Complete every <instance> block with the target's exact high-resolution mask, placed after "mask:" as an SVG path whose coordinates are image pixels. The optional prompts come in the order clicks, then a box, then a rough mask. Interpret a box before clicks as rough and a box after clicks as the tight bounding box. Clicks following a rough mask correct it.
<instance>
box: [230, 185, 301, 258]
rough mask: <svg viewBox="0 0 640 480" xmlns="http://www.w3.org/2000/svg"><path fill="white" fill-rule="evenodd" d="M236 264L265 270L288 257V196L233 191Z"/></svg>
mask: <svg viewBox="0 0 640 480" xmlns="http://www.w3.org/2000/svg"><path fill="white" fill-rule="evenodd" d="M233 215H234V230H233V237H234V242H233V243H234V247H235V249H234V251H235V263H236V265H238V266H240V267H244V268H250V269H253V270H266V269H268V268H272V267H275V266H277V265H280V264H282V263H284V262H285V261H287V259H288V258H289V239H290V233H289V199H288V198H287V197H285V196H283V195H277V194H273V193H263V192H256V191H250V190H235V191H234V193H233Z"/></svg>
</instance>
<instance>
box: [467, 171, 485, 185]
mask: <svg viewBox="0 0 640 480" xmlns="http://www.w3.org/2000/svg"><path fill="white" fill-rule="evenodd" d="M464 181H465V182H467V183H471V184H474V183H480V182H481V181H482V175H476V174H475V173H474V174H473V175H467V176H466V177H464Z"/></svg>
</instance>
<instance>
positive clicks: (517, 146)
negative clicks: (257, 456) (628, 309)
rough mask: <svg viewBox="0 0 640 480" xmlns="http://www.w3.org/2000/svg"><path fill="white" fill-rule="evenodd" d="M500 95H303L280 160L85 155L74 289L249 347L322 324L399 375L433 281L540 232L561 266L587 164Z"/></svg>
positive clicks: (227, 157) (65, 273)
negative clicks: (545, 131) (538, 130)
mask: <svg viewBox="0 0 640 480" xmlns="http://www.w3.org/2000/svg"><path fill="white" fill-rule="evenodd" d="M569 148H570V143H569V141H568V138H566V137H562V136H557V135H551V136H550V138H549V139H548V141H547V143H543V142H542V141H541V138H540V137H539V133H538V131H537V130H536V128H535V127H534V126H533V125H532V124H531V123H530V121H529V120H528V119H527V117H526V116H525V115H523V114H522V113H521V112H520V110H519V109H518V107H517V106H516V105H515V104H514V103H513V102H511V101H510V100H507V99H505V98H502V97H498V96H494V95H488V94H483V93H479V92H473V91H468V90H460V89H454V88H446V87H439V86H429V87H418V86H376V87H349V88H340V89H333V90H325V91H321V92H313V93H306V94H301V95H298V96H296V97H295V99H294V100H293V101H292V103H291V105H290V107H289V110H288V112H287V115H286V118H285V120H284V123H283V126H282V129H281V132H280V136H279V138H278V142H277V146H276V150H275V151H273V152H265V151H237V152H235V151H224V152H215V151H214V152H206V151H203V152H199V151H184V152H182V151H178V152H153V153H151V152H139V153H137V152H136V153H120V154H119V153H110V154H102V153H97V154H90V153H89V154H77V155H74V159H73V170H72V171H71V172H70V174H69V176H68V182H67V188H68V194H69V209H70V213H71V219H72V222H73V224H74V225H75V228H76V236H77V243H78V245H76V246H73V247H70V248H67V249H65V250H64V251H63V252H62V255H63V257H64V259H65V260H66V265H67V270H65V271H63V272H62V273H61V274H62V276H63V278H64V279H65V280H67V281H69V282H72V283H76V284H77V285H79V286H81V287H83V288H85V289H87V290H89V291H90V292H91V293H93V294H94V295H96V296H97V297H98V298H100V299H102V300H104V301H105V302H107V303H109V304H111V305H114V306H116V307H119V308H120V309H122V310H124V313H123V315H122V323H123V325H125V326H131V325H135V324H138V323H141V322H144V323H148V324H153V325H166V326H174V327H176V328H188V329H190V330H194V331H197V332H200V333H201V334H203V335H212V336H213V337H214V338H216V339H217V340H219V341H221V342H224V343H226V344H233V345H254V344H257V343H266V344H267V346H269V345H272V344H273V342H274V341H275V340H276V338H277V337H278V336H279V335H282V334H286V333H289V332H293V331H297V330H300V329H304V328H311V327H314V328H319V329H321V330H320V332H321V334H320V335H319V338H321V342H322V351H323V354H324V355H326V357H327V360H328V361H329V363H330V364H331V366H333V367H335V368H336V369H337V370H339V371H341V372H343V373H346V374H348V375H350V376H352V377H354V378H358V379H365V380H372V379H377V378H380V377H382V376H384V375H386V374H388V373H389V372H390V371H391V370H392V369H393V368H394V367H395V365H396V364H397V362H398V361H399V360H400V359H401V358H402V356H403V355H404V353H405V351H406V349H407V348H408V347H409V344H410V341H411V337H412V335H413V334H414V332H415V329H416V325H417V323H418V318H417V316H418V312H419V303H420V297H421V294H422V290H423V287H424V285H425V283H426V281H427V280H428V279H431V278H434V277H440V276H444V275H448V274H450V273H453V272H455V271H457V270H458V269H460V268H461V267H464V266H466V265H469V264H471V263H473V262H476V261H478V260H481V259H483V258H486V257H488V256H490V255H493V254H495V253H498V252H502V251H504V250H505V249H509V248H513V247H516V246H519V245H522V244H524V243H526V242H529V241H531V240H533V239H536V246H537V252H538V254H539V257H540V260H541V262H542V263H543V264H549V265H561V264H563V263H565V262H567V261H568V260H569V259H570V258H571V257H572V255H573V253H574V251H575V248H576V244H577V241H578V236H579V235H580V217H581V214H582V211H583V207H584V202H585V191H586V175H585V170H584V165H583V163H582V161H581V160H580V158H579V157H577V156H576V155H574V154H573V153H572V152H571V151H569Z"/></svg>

_TASK STATEMENT_
Rewrite all the entries above with every instance of "rough mask" changed to "coarse mask". Leave everything else the same.

_RESPONSE_
Complete every <instance> block with the target's exact high-resolution mask, placed after "mask:" as an SVG path whose coordinates are image pixels. The optional prompts come in the order clicks, then a box, then a coarse mask. Interpret a box before clicks as rough and a box after clicks as the tight bounding box. Clicks following a coarse mask correct it.
<instance>
box: [230, 185, 301, 258]
coarse mask: <svg viewBox="0 0 640 480" xmlns="http://www.w3.org/2000/svg"><path fill="white" fill-rule="evenodd" d="M236 264L265 270L288 257V196L233 191Z"/></svg>
mask: <svg viewBox="0 0 640 480" xmlns="http://www.w3.org/2000/svg"><path fill="white" fill-rule="evenodd" d="M233 215H234V230H233V237H234V242H233V243H234V247H235V249H234V251H235V263H236V265H238V266H240V267H244V268H250V269H253V270H266V269H268V268H272V267H275V266H277V265H280V264H282V263H284V262H285V261H287V259H288V258H289V239H290V233H289V199H288V198H287V197H285V196H283V195H277V194H273V193H263V192H256V191H250V190H235V191H234V193H233Z"/></svg>
</instance>
<instance>
box: [467, 171, 485, 185]
mask: <svg viewBox="0 0 640 480" xmlns="http://www.w3.org/2000/svg"><path fill="white" fill-rule="evenodd" d="M464 181H465V182H467V183H471V184H474V183H480V182H481V181H482V175H476V174H475V173H474V174H473V175H467V176H466V177H464Z"/></svg>
</instance>
<instance>
positive clicks: (517, 146)
negative clicks: (257, 456) (628, 309)
coarse mask: <svg viewBox="0 0 640 480" xmlns="http://www.w3.org/2000/svg"><path fill="white" fill-rule="evenodd" d="M500 95H303L280 160L85 155L74 289L249 347L322 324L399 375L433 281L540 232L561 266L587 164Z"/></svg>
positive clicks: (227, 157) (65, 273)
negative clicks: (545, 131) (538, 130)
mask: <svg viewBox="0 0 640 480" xmlns="http://www.w3.org/2000/svg"><path fill="white" fill-rule="evenodd" d="M569 148H570V143H569V141H568V138H566V137H562V136H557V135H551V136H550V138H549V139H548V141H547V143H543V142H542V141H541V138H540V137H539V133H538V131H537V130H536V128H535V127H534V126H533V125H532V124H531V123H530V121H529V120H528V119H527V117H526V116H525V115H523V114H522V113H521V112H520V110H519V109H518V107H517V106H516V105H515V104H514V103H513V102H511V101H510V100H507V99H505V98H502V97H498V96H494V95H488V94H483V93H479V92H473V91H468V90H460V89H454V88H446V87H439V86H429V87H418V86H376V87H349V88H340V89H333V90H325V91H321V92H313V93H306V94H301V95H298V96H296V97H295V99H294V100H293V101H292V103H291V105H290V107H289V110H288V112H287V115H286V118H285V120H284V123H283V126H282V129H281V132H280V136H279V138H278V142H277V146H276V150H275V151H273V152H265V151H237V152H235V151H224V152H215V151H214V152H206V151H203V152H199V151H184V152H182V151H178V152H153V153H151V152H139V153H137V152H136V153H120V154H119V153H110V154H102V153H97V154H90V153H89V154H77V155H74V159H73V170H72V171H71V172H70V174H69V176H68V182H67V188H68V194H69V209H70V213H71V219H72V222H73V224H74V225H75V228H76V236H77V243H78V245H76V246H73V247H70V248H67V249H65V250H64V251H63V252H62V255H63V257H64V259H65V260H66V265H67V270H65V271H63V272H62V273H61V274H62V276H63V278H64V279H65V280H67V281H69V282H72V283H76V284H77V285H79V286H81V287H83V288H85V289H87V290H89V291H90V292H91V293H93V294H94V295H96V296H97V297H98V298H100V299H102V300H104V301H105V302H107V303H109V304H111V305H114V306H116V307H119V308H120V309H122V310H124V313H123V315H122V323H123V325H125V326H131V325H135V324H138V323H141V322H144V323H148V324H153V325H166V326H174V327H176V328H188V329H190V330H194V331H197V332H200V333H201V334H203V335H212V336H213V337H214V338H216V339H217V340H219V341H221V342H224V343H226V344H233V345H254V344H257V343H266V344H267V346H269V345H272V344H273V342H274V341H275V340H276V338H277V337H278V336H279V335H282V334H286V333H289V332H293V331H297V330H300V329H304V328H311V327H314V328H319V329H321V330H320V332H321V334H320V335H319V338H321V342H322V351H323V354H324V355H326V357H327V360H328V361H329V363H330V364H331V366H333V367H335V368H336V369H337V370H339V371H341V372H343V373H346V374H348V375H350V376H352V377H354V378H358V379H365V380H372V379H377V378H380V377H382V376H384V375H386V374H388V373H389V372H390V371H391V370H392V369H393V368H394V367H395V365H396V364H397V362H398V361H399V360H400V359H401V358H402V356H403V355H404V353H405V351H406V349H407V348H408V347H409V344H410V341H411V337H412V335H413V334H414V332H415V329H416V325H417V323H418V318H417V316H418V312H419V303H420V297H421V294H422V290H423V287H424V285H425V283H426V281H427V280H428V279H431V278H434V277H440V276H444V275H448V274H450V273H453V272H455V271H457V270H458V269H460V268H461V267H464V266H466V265H469V264H471V263H473V262H476V261H478V260H481V259H483V258H486V257H488V256H490V255H493V254H495V253H498V252H502V251H504V250H505V249H509V248H513V247H516V246H519V245H522V244H524V243H526V242H529V241H531V240H533V239H536V246H537V252H538V254H539V257H540V260H541V262H542V263H543V264H549V265H561V264H563V263H565V262H567V261H568V260H569V259H570V258H571V257H572V255H573V253H574V251H575V248H576V244H577V241H578V236H579V235H580V217H581V214H582V211H583V207H584V202H585V191H586V175H585V170H584V165H583V163H582V161H581V160H580V158H579V157H577V156H576V155H574V154H573V153H572V152H571V151H569Z"/></svg>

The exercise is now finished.